EXERCISES TO COMPLETE:
**a)** Do these three statements agree with the description of the insurance pricing library? Answer each with yes or no and quote the words of the text that decide it. (i) Under this approach the insurer sees the true value of the sensitive attribute. (ii) OpenDP implements the group-specific pricing correction. (iii) The formal privacy guarantee requires policyholders to send their privatised responses to a Trusted Third Party rather than to the insurer.
**b)** Will you reproduce, word for word, the stretch of the insurance pricing library description from "LDP flips the" through "is actuarially valid."?

Skip to main content

Local Differential Privacy for discrimination-free insurance pricing. Implements the Zhang/Liu/Shi (2025) correction matrix framework — the insurer never sees the true sensitive attribute.

Project description

insurance-fairness-ldp

Discrimination-free insurance pricing using Local Differential Privacy (LDP). The insurer never sees the true sensitive attribute.

The problem

UK insurers face a genuine bind on ethnicity pricing. GDPR Article 9 makes it legally uncomfortable to collect ethnicity data. FCA's 2025 ethnicity penalty analysis (EP25/2) found a residual £28/year gap in motor premiums that isn't explained by claims risk. The FCA Consumer Duty requires demonstrable fair value. And the Equality Act 2010 Section 19 exposes insurers to indirect discrimination risk via postcode rating.

The standard fairness toolkit (audit models, run counterfactuals, apply Lindholm corrections) requires the insurer to hold the sensitive attribute at some point. That creates the GDPR Article 9 exposure in the first place.

LDP flips the architecture. Policyholders submit a privatised version of their sensitive attribute — one that satisfies epsilon-LDP before it leaves their hands. The insurer never sees the true value. The mathematical correction happens on the privatised data, and the result is a discrimination-free premium that is actuarially valid.

What this library implements

The Zhang/Liu/Shi (arXiv:2504.11775, 2025) correction matrix framework for the Lindholm (2022) discrimination-free pricing formula, operating exclusively on privatised sensitive attributes.

The core formula is Lindholm's::

h*(X) = sum_k f_k(X) * P*(D=k)

where each group model f_k(X) is trained using LDP-corrected sample weights derived from the Pi^{-1} correction matrix, and P*(D) is a reference distribution estimated from the debiased noisy frequencies via T^{-1}.

No existing Python package implements this. OpenDP does k-RR but not the group-specific pricing correction. Fairlearn and AIF360 require the true sensitive attribute. InsurFair (R) implements Lindholm but not under LDP.

Architecture warning

The formal LDP privacy guarantee requires a Trusted Third Party (TTP) architecture: policyholders submit their privatised responses directly to the TTP, not to the insurer. When a single organisation runs this code, the formal privacy guarantee does not apply in the same sense. This library provides the correct mathematical framework for the multi-party case and is suitable for research, simulation, and compliance demonstration. Deploying as a live privacy guarantee requires proper TTP infrastructure.

RAW DATA:
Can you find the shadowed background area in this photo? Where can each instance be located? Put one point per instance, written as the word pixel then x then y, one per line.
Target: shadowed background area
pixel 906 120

ANSWERS TO THE TASKS:
**a)**
(i) No: "The insurer never sees the true value."
(ii) No: "OpenDP does k-RR but not the group-specific pricing correction."
(iii) Yes: "policyholders submit their privatised responses directly to the TTP, not to the insurer."

**b)**
LDP flips the architecture. Policyholders submit a privatised version of their sensitive attribute — one that satisfies epsilon-LDP before it leaves their hands. The insurer never sees the true value. The mathematical correction happens on the privatised data, and the result is a discrimination-free premium that is actuarially valid.